Quote, word for word, the part of the entries below that opens with the line containing "Target: pink paper flower" and runs to the end of the entries, including both ends.

━━━ Material provided ━━━

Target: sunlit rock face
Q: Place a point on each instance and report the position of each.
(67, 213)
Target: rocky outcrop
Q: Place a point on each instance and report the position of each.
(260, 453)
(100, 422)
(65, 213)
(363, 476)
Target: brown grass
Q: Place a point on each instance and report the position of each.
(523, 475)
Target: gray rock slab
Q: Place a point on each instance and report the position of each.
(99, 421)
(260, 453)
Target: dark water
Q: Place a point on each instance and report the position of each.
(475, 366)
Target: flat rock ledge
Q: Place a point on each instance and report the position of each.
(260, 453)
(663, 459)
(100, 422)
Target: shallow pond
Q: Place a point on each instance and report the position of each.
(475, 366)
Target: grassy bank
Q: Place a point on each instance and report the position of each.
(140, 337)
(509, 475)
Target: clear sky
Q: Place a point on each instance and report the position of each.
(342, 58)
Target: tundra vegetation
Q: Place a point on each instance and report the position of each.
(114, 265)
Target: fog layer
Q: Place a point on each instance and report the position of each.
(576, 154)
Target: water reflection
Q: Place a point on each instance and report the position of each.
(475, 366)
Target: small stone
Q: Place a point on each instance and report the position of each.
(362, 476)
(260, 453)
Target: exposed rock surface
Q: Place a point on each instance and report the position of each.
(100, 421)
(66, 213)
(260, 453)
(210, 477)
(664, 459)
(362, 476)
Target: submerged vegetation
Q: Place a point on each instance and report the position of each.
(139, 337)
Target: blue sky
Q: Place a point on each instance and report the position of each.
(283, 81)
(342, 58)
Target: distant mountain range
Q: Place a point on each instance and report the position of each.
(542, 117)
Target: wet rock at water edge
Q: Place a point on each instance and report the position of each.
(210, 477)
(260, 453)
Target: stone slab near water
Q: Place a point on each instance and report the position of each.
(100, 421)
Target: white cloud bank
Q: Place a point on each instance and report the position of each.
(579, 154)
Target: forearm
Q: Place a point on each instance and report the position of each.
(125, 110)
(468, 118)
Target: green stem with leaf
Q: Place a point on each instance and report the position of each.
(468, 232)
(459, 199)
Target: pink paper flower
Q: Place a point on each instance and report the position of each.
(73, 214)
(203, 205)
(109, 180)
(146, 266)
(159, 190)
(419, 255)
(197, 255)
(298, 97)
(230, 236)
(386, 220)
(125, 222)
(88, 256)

━━━

Solution to the exercise:
Target: pink paper flower
Q: Place a point on each instance and report the position of each.
(73, 214)
(203, 205)
(109, 180)
(146, 266)
(159, 190)
(419, 255)
(197, 255)
(298, 97)
(230, 236)
(386, 220)
(125, 222)
(88, 256)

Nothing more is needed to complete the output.